» **Work order**:
Please transcribe every record below exactly as it appears.

» **Recorded data**:
- Opening Delimiter -
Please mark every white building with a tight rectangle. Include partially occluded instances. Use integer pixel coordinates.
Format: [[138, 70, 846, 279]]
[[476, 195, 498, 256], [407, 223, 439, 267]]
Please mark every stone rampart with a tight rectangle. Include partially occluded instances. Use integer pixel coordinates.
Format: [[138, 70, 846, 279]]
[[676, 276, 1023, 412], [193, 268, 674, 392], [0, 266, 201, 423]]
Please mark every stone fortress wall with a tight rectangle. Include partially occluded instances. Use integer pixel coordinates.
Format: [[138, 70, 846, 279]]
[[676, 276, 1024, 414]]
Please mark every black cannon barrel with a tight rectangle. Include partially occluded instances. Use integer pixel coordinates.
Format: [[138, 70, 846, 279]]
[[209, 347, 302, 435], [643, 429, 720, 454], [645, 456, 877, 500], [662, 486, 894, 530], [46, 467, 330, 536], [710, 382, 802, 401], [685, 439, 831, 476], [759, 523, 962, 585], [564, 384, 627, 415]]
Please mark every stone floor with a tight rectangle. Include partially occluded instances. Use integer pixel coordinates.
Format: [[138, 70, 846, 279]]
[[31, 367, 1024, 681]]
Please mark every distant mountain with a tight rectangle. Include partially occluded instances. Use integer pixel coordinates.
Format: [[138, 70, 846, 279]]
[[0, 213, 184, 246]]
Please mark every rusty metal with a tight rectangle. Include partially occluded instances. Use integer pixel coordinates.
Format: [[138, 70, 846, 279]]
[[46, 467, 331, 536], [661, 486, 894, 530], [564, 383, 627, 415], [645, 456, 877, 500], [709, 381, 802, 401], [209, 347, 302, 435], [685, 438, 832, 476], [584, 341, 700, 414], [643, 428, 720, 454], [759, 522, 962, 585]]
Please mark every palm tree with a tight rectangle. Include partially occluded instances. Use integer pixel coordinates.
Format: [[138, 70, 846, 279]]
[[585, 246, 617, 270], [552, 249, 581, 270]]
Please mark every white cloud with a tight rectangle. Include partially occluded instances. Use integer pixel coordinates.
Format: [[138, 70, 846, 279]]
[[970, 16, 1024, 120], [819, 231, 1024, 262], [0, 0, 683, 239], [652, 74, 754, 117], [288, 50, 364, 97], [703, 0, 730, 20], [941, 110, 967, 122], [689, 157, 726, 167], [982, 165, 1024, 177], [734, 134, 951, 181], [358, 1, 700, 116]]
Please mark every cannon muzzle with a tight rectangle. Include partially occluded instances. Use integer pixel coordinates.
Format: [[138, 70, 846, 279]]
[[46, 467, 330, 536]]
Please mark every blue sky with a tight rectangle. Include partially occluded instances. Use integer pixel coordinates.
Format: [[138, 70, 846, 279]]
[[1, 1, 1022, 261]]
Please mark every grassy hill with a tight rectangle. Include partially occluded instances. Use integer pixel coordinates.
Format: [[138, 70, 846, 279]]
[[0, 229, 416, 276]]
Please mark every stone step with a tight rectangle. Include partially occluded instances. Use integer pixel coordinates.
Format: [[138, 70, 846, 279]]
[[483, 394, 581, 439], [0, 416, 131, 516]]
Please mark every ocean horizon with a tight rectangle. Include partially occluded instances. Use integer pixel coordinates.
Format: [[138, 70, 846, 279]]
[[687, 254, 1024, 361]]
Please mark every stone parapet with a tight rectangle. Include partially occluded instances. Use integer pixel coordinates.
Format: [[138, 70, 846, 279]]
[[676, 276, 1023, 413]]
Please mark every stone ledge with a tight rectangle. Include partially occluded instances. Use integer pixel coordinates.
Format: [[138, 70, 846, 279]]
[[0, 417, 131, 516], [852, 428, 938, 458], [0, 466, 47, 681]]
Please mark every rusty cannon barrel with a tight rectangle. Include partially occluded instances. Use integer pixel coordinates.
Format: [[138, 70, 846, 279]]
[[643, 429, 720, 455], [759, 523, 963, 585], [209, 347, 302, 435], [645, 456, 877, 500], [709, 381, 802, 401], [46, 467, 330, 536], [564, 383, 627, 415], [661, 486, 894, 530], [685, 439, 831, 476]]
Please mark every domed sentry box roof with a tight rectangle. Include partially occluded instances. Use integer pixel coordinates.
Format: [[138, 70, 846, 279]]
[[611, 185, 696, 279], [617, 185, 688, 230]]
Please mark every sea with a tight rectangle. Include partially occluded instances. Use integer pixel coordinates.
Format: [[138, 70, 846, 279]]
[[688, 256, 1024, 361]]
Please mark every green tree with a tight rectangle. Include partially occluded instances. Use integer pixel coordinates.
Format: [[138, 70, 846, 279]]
- Closing Delimiter -
» **Reply**:
Please mark every white building with a tight rectangle. Include partially occluded instances. Use integer pixel coordinates.
Format: [[138, 70, 846, 279]]
[[476, 195, 498, 256], [407, 223, 439, 267]]
Please mark every stone rampart with a tight rectangle. Include partially occluded instances. Use integer pixel coordinates.
Format: [[138, 70, 846, 279]]
[[676, 276, 1023, 412], [193, 268, 674, 392], [0, 266, 201, 423]]
Please mark every stone fortress wall with a tight rectangle. Include partially occluded instances. Use integer pixel coordinates.
Format: [[138, 70, 846, 279]]
[[676, 276, 1024, 414]]
Please mark every black cannon barrel with a tight rectangle. Include partially occluded instances. Use integer pixel coordinates.
Format: [[138, 70, 846, 279]]
[[209, 347, 302, 435], [643, 429, 720, 454], [645, 456, 877, 500], [662, 486, 894, 530], [46, 467, 330, 536], [710, 382, 802, 401], [685, 439, 831, 476], [759, 523, 962, 585], [564, 384, 627, 415]]
Please mark every stone floor with a tight rectangle. Include partially occluded instances. Use integer pixel coordinates.
Format: [[138, 70, 846, 279]]
[[31, 367, 1024, 681]]
Please mark every distant mountain with a tight rectangle. Include partially occluded instances. Use integer pixel coordinates.
Format: [[138, 70, 846, 279]]
[[0, 213, 184, 246]]
Please mark every rusty metal with a tight rectangle. Include partially occluded instances. Use integer pixel coordinates.
Format: [[138, 70, 846, 279]]
[[46, 467, 331, 536], [661, 486, 894, 530], [564, 383, 627, 415], [645, 456, 877, 500], [709, 381, 802, 401], [209, 347, 302, 435], [685, 438, 832, 476], [584, 341, 700, 414], [643, 428, 720, 454], [759, 522, 962, 585]]
Please mark every palm tree with a tight rectangle. Include partially occluded instances. Use integer pixel coordinates.
Format: [[138, 70, 846, 279]]
[[585, 246, 617, 270], [552, 249, 581, 270]]
Please mark every white cloud with a tight rectangle. Include partially occluded instances. Use integer pixel coordinates.
Format: [[138, 70, 846, 279]]
[[970, 16, 1024, 120], [819, 231, 1024, 262], [0, 0, 683, 239], [652, 74, 754, 117], [288, 50, 364, 97], [703, 0, 730, 20], [941, 110, 967, 122], [689, 157, 726, 167], [982, 165, 1024, 177], [734, 134, 951, 181], [358, 1, 700, 116]]
Please mark every cannon muzzle with a tight rectangle. Include partially occluded instances. Use integer pixel coordinates.
Format: [[138, 70, 846, 279]]
[[46, 467, 330, 536]]
Please mark every blue sky with a tight rectangle. Include partially occluded instances. Use integer pixel coordinates.
Format: [[138, 70, 846, 279]]
[[1, 1, 1022, 261]]
Please mark every grassy hill with a tight rectangle. Include partially occluded instances. Use integer pixel coordinates.
Format: [[138, 70, 846, 279]]
[[0, 229, 416, 276]]
Please mark every stone step with a tight rectangle. Include partially occluded instances. Use integer pixel coordinates.
Format: [[138, 70, 846, 279]]
[[483, 394, 581, 439], [0, 416, 131, 516]]
Please mark every ocean horizon with a tight rectangle. Include partially occluded instances. Use integer pixel coordinates.
Format: [[138, 70, 846, 279]]
[[687, 254, 1024, 361]]
Please mark every stone parapet with a tight rectangle. Include partially occluded instances. Use integer pixel coordinates.
Format: [[138, 70, 846, 279]]
[[676, 276, 1023, 413]]
Please mark every stone ledge with a tight rectangle. Include partially occluded instances. Use integer pixel coordinates.
Format: [[138, 70, 846, 279]]
[[0, 417, 131, 516], [852, 428, 938, 458], [0, 466, 47, 681]]
Please mark every rusty cannon barrel with a tight rectangle. Include partially occluded instances. Use integer pixel coordinates.
Format: [[138, 70, 846, 279]]
[[643, 429, 720, 455], [759, 523, 963, 585], [209, 347, 302, 435], [645, 456, 877, 500], [709, 381, 802, 401], [46, 467, 330, 536], [564, 383, 627, 415], [661, 486, 894, 530], [685, 439, 831, 476]]
Please mark every domed sentry box roof with a tight rectangle. Include partially occluded instances. Use integer pixel coordinates.
Format: [[138, 70, 846, 279]]
[[611, 185, 696, 279], [617, 185, 688, 230]]
Please mark every sea with a tight rectangle. Include partially occluded instances. Use integer pixel coordinates.
Format: [[138, 70, 846, 279]]
[[688, 256, 1024, 361]]
Please mark every green tree with a tight rectangle. Include partially occluded instances. Use integer pixel coordinates.
Format: [[138, 70, 846, 279]]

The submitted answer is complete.